- _SELECTED TEXT_
On August 1,2018, the Company issued 64,516 shares of common stock to Sichenzia Ross Ference Kesner LLP, having an approximate fair value of 21,000.

 

F-20
 

 

ITEM 2. MANAGEMENT’S DISCUSSION AND ANALYSIS OF FINANCIAL CONDITION AND RESULTS OF OPERATIONS

 

PRELIMINARY NOTE REGARDING FORWARD-LOOKING STATEMENTS

 

This Quarterly Report on Form 10-Q contains forward-looking statements. The reader should understand that several factors govern whether any forward-looking statement contained herein will be or can be achieved. Any one of those factors could cause actual results to differ materially from those projected herein. These forward-looking statements include plans and objectives of management for future operations, including plans and objectives relating to the products and the future economic performance of the Company. Assumptions relating to the foregoing involve judgments with respect to, among other things, future economic, competitive and market conditions, future business decisions, and the time and money required to successfully complete development projects, all of which are difficult or impossible to predict accurately and many of which are beyond the control of the Company. Although the Company believes that the assumptions underlying the forward-looking statements contained herein are reasonable, any of those assumptions could prove inaccurate and, therefore, there can be no assurance that the results contemplated in any of the forward-looking statements contained herein will be realized. Based on actual experience and business development, the Company may alter its marketing, capital expenditure plans or other budgets, which may in turn affect the Company’s results of operations. In light of the significant uncertainties inherent in the forward-looking statements included therein, the inclusion of any such statement should not be regarded as a representation by the Company or any other person that the objectives or plans of the Company will be achieved.

 

A complete discussion of these uncertainties are contained in our Annual Financial Statements included in the Form 10-K for the fiscal year ended December 31, 2017, as filed with the Securities and Exchange Commission on May 8, 2018.

- _TASK DETAILS_
Please retype the quarterly report excerpt word for word, from "A complete discussion" to "May 8, 2018.".

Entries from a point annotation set

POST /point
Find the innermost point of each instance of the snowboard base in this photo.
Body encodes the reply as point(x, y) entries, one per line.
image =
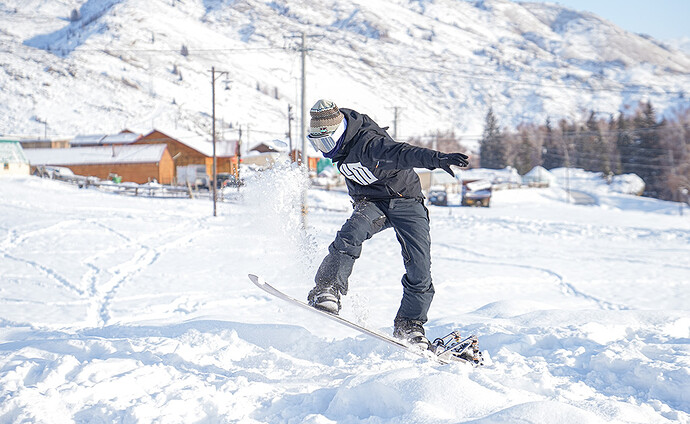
point(444, 350)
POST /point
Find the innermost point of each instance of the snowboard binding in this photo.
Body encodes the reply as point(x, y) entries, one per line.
point(454, 348)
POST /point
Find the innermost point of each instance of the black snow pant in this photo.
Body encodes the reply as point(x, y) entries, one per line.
point(410, 220)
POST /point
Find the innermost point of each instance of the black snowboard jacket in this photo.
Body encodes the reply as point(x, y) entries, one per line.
point(375, 166)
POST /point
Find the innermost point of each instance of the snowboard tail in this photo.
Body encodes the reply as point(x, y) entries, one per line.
point(451, 348)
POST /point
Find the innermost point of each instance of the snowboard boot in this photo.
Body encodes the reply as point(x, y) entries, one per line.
point(325, 298)
point(412, 332)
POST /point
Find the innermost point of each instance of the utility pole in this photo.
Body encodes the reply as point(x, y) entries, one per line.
point(239, 157)
point(396, 109)
point(303, 119)
point(290, 118)
point(213, 129)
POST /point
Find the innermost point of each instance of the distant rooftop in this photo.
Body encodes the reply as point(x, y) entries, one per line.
point(138, 153)
point(11, 152)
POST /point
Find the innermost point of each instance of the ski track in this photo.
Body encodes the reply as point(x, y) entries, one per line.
point(624, 364)
point(567, 288)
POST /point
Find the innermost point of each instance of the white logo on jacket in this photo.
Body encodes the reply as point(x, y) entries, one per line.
point(357, 173)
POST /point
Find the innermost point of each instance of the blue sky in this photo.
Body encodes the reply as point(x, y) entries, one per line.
point(662, 19)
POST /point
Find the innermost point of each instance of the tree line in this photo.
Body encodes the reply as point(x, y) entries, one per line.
point(656, 150)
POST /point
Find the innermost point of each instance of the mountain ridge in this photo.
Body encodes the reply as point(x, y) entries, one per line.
point(442, 62)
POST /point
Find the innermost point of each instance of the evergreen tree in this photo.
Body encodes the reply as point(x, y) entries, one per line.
point(625, 144)
point(595, 153)
point(553, 155)
point(523, 159)
point(492, 151)
point(648, 151)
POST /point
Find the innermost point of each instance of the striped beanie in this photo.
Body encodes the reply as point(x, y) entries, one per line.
point(325, 118)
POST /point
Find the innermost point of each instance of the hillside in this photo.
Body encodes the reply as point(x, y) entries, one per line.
point(121, 309)
point(443, 63)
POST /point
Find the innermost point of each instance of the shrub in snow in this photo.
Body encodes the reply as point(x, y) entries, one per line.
point(628, 184)
point(74, 16)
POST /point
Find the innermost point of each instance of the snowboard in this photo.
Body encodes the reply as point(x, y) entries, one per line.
point(451, 348)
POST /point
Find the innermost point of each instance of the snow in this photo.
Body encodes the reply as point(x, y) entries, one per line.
point(121, 309)
point(97, 155)
point(442, 64)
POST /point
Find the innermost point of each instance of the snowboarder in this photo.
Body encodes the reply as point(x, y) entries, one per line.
point(386, 193)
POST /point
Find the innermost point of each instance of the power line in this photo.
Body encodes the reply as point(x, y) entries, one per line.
point(486, 77)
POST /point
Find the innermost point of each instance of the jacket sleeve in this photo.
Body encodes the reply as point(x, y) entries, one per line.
point(382, 152)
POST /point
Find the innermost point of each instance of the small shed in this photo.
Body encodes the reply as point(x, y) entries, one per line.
point(190, 149)
point(135, 163)
point(12, 158)
point(539, 177)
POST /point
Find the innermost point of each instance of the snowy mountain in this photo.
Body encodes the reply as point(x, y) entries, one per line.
point(139, 310)
point(119, 64)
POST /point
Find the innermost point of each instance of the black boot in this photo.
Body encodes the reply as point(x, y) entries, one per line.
point(411, 331)
point(325, 298)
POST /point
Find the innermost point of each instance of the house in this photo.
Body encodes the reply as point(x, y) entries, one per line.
point(191, 149)
point(44, 144)
point(12, 158)
point(134, 163)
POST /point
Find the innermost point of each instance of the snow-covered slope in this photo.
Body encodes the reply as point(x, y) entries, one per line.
point(119, 309)
point(442, 62)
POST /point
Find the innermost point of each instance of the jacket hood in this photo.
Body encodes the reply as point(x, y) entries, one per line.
point(357, 125)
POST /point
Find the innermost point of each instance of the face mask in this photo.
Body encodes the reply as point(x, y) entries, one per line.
point(326, 143)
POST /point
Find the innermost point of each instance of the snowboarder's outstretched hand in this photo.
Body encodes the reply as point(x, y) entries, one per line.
point(457, 159)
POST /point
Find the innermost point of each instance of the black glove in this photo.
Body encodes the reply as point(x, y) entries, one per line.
point(457, 159)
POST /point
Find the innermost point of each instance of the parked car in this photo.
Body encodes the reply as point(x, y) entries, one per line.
point(194, 175)
point(225, 179)
point(476, 193)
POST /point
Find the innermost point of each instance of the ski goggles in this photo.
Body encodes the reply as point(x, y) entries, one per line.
point(326, 143)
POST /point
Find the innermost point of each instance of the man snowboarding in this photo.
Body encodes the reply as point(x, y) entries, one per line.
point(387, 194)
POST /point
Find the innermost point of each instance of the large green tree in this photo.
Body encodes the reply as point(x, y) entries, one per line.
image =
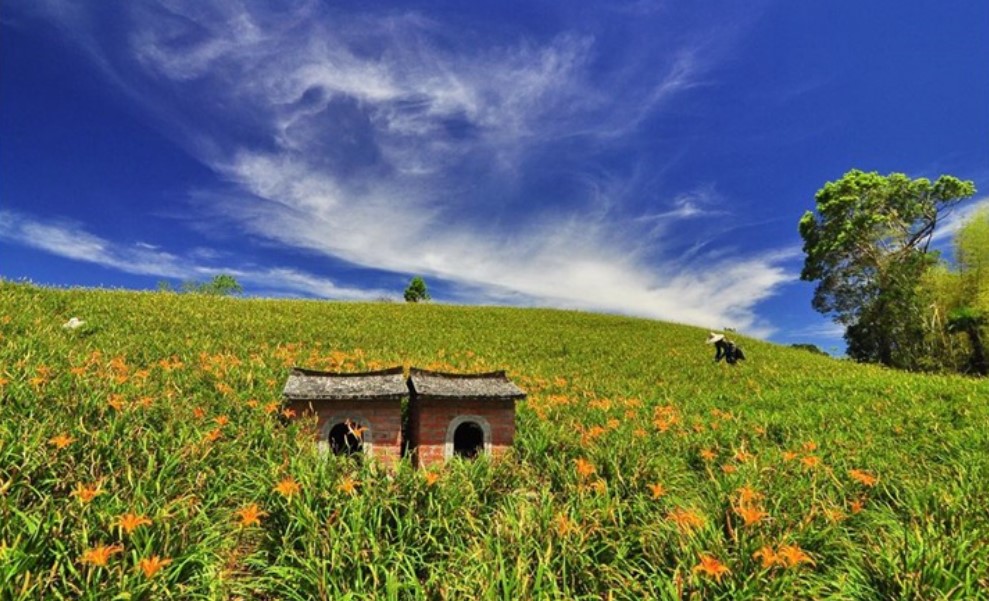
point(416, 291)
point(867, 247)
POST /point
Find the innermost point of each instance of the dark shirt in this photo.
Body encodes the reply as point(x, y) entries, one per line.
point(726, 349)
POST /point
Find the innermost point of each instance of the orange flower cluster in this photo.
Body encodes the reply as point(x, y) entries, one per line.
point(347, 486)
point(687, 520)
point(250, 515)
point(585, 469)
point(710, 566)
point(288, 487)
point(787, 556)
point(86, 494)
point(61, 441)
point(864, 478)
point(100, 556)
point(748, 508)
point(665, 417)
point(658, 490)
point(130, 522)
point(564, 525)
point(151, 565)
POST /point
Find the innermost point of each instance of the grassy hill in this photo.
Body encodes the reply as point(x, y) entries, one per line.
point(641, 469)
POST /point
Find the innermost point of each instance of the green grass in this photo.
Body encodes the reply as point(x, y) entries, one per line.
point(167, 402)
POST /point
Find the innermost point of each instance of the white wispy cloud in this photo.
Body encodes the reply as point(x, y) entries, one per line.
point(71, 241)
point(949, 226)
point(390, 142)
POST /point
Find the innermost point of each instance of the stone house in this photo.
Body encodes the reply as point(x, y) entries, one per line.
point(449, 415)
point(460, 414)
point(355, 412)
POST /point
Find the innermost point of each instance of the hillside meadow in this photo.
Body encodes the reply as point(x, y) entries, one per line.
point(145, 456)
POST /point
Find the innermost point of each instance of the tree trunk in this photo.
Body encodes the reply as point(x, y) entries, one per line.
point(979, 363)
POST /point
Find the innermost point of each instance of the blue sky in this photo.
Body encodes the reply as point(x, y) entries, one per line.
point(647, 158)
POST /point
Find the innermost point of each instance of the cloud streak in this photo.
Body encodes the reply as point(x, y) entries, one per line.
point(69, 241)
point(390, 142)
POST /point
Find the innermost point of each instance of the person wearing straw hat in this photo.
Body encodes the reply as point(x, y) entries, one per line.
point(725, 349)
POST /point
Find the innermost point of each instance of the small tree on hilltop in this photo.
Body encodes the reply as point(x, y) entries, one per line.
point(220, 285)
point(416, 291)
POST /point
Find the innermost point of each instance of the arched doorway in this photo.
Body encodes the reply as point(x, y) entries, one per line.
point(468, 440)
point(345, 439)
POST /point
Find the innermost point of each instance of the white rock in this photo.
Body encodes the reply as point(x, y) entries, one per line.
point(73, 323)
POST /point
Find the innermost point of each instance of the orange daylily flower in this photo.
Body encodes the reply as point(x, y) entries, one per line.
point(768, 557)
point(349, 486)
point(793, 555)
point(100, 556)
point(86, 494)
point(658, 490)
point(564, 525)
point(685, 519)
point(585, 468)
point(742, 456)
point(747, 495)
point(750, 515)
point(251, 515)
point(864, 478)
point(151, 565)
point(61, 441)
point(131, 522)
point(710, 566)
point(116, 401)
point(811, 461)
point(287, 487)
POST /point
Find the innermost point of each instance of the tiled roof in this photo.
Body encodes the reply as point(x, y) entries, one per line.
point(439, 385)
point(308, 384)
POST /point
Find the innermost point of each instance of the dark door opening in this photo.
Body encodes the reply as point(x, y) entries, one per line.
point(344, 440)
point(468, 440)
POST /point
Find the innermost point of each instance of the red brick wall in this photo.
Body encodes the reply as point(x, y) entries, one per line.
point(384, 417)
point(430, 420)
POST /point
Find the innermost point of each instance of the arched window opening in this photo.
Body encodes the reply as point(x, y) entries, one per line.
point(346, 439)
point(468, 440)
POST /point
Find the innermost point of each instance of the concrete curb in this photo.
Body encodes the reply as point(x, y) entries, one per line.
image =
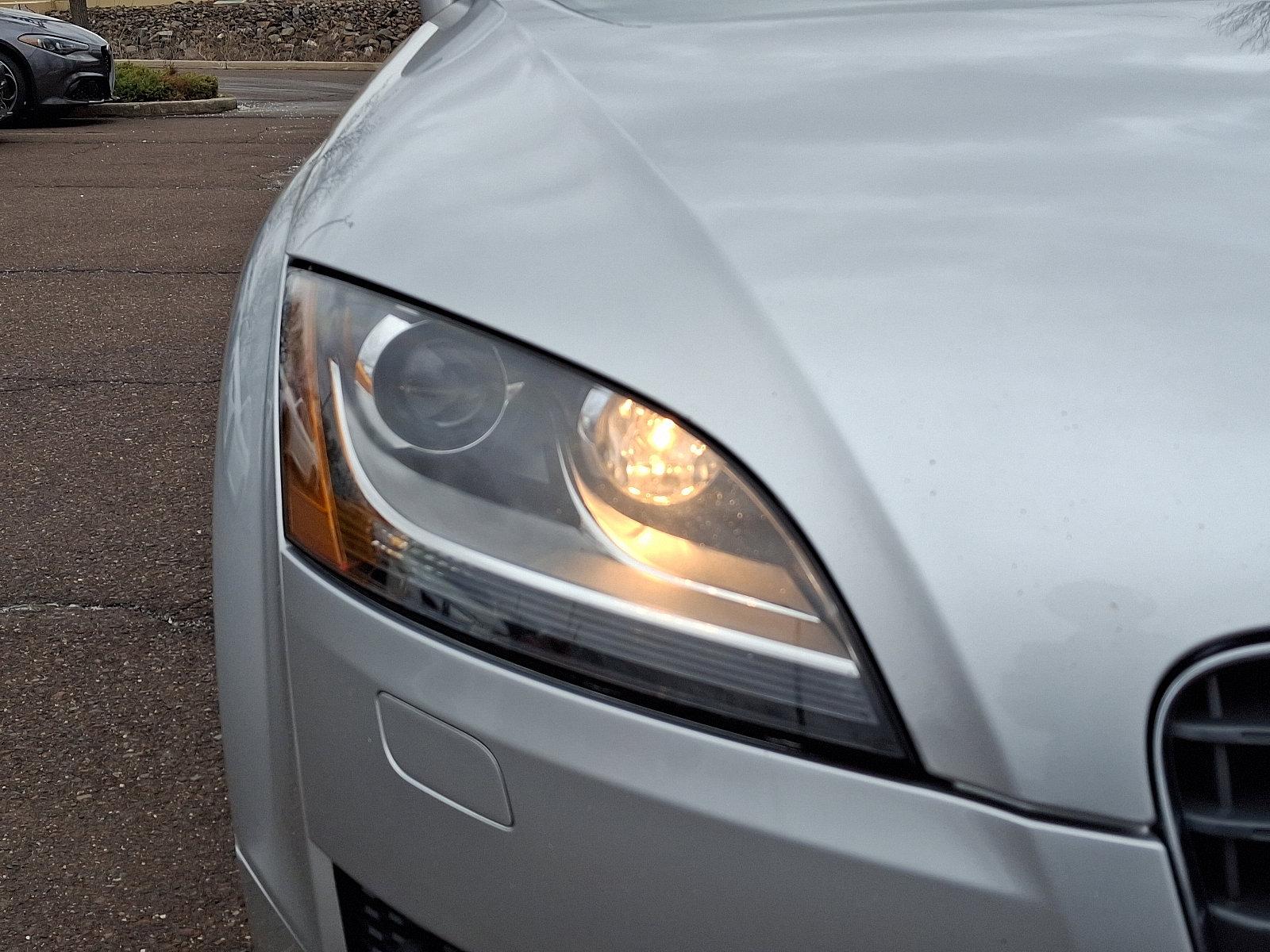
point(257, 65)
point(188, 107)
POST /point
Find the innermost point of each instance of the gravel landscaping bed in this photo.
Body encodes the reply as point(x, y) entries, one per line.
point(260, 29)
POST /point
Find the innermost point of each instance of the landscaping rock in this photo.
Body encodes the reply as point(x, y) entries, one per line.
point(256, 29)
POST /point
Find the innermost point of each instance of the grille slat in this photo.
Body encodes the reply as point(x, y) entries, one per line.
point(1219, 733)
point(1216, 768)
point(374, 926)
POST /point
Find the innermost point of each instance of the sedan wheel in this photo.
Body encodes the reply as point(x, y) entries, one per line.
point(10, 88)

- _RESULT OF THE TASK_
A complete discussion of these uncertainties are contained in our Annual Financial Statements included in the Form 10-K for the fiscal year ended December 31, 2017, as filed with the Securities and Exchange Commission on May 8, 2018.